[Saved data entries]
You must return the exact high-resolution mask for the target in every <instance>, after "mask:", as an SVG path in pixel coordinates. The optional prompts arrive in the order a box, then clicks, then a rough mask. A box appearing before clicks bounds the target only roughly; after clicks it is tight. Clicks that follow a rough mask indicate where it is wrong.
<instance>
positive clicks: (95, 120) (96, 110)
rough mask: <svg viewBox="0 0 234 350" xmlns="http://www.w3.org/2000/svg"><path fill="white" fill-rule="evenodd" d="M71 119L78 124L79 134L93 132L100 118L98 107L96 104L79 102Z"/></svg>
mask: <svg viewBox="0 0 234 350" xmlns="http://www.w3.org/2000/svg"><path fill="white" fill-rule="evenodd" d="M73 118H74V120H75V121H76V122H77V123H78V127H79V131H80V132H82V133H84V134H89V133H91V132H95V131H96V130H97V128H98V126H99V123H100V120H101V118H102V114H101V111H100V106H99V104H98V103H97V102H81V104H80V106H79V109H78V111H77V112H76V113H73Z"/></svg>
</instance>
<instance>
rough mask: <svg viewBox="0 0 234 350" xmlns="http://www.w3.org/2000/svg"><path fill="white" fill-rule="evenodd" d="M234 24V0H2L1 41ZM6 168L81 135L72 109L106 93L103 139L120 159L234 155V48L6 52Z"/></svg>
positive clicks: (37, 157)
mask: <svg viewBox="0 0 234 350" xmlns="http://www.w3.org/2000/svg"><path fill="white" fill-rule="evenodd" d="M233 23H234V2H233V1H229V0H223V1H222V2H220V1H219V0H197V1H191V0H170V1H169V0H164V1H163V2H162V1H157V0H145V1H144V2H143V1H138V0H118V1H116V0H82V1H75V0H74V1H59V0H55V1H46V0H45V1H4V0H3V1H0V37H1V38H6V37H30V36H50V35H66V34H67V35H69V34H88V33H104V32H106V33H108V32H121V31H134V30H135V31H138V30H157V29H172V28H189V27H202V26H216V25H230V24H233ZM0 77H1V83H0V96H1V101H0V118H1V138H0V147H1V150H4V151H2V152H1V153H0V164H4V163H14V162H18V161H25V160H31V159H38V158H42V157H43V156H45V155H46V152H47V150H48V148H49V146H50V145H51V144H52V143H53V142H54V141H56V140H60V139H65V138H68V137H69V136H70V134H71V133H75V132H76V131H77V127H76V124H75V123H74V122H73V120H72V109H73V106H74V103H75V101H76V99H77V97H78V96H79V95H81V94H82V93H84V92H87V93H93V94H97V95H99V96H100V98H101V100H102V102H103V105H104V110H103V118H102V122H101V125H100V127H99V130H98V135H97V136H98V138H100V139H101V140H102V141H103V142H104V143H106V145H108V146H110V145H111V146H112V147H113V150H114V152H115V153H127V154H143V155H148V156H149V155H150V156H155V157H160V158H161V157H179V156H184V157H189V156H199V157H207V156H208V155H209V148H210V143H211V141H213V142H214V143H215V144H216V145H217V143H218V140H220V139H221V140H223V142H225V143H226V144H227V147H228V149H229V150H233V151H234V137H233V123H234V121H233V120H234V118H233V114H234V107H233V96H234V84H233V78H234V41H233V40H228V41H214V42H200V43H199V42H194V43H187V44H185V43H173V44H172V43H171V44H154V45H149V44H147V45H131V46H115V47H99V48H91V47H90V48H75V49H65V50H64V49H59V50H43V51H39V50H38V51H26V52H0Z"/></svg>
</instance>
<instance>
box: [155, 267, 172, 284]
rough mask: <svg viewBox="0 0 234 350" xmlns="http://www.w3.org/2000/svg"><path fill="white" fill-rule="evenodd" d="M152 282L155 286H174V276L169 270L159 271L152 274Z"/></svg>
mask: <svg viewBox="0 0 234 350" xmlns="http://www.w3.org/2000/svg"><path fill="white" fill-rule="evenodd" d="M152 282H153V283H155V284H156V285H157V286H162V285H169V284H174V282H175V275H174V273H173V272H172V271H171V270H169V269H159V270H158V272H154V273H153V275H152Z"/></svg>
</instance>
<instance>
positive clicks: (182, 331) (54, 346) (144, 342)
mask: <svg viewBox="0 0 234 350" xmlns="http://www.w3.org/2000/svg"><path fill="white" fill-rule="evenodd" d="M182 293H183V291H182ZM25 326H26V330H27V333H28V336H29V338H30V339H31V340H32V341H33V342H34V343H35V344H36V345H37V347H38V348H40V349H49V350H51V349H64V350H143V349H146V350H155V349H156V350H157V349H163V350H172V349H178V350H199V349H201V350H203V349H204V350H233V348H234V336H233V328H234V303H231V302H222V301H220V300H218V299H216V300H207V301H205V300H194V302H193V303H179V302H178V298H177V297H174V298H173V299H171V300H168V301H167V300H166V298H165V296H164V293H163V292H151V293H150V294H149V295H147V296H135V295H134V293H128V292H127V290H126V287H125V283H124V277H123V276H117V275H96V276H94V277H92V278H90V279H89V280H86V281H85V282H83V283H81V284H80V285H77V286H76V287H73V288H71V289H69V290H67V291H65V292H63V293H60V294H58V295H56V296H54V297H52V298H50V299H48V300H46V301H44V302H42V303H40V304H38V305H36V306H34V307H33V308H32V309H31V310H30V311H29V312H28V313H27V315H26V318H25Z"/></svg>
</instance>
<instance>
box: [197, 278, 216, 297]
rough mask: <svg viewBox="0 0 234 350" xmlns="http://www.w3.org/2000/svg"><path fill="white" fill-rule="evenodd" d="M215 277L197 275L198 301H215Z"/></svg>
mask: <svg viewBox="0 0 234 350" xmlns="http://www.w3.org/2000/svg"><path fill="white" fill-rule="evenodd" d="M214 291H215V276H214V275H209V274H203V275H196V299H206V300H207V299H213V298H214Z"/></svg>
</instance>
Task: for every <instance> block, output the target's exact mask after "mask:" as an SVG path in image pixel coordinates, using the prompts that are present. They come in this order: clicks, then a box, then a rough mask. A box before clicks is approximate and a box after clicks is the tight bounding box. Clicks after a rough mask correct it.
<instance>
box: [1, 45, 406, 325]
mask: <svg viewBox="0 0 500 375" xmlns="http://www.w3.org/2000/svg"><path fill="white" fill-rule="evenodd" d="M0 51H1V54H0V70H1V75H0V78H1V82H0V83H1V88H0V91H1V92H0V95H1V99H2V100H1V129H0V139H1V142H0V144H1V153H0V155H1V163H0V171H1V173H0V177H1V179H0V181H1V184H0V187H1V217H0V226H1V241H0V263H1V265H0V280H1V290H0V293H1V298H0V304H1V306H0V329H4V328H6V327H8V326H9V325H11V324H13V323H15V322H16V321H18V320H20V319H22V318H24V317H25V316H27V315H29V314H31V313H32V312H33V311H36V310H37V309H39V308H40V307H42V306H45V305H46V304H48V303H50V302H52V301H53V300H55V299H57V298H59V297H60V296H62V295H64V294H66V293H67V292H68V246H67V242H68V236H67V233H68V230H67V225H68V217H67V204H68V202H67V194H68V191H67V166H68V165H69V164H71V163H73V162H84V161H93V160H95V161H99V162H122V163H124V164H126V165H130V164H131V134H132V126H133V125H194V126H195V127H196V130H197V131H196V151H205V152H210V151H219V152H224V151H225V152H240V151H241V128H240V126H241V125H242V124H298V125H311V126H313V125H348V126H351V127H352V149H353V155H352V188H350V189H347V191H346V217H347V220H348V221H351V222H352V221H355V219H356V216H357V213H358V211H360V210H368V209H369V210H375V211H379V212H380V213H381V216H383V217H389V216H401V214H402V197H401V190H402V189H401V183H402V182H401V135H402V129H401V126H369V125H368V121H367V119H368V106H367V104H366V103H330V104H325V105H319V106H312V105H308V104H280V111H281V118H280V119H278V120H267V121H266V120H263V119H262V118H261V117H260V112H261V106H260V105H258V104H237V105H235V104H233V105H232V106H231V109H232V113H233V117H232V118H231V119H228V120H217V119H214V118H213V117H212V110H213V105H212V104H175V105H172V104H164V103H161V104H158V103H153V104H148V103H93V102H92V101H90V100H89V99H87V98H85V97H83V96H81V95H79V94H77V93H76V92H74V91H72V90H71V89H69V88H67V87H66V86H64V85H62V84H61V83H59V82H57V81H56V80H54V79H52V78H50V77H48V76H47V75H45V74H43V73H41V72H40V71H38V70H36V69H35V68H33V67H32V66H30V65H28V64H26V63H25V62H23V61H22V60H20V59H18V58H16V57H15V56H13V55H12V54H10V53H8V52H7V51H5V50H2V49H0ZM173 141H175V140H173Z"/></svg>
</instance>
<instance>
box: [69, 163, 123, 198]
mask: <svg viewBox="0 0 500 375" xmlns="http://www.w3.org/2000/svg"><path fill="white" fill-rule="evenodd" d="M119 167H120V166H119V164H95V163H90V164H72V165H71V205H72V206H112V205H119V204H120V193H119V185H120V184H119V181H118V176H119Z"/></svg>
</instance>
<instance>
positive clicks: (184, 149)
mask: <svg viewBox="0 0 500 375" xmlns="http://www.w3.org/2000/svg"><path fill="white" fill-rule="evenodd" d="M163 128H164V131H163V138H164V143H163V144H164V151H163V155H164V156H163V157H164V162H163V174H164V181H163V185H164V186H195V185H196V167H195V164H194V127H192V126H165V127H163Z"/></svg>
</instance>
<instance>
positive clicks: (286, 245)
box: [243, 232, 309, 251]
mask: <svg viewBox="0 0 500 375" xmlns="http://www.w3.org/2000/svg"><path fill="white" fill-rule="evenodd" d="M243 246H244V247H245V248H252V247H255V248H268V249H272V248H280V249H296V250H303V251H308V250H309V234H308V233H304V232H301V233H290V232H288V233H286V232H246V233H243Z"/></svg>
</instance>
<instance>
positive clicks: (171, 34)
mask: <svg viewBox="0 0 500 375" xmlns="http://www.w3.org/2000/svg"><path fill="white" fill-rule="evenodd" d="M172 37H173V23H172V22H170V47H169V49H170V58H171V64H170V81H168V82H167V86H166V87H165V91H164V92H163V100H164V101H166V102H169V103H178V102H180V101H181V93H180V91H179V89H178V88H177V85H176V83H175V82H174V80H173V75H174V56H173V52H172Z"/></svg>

* **What is required**:
Return the entries above unchanged, starting at the first line and stopping after the line with "positive clicks: (95, 120) (96, 110)".

* **Result of the task**:
You must return the exact high-resolution mask for the target in every <instance>, after "mask:", as an SVG path in pixel coordinates. The optional prompts arrive in the order a box, then clicks, then a rough mask. A box appearing before clicks bounds the target only roughly; after clicks it is tight. Clicks that follow a rough mask indicate where it is wrong.
<instance>
positive clicks: (95, 120) (96, 110)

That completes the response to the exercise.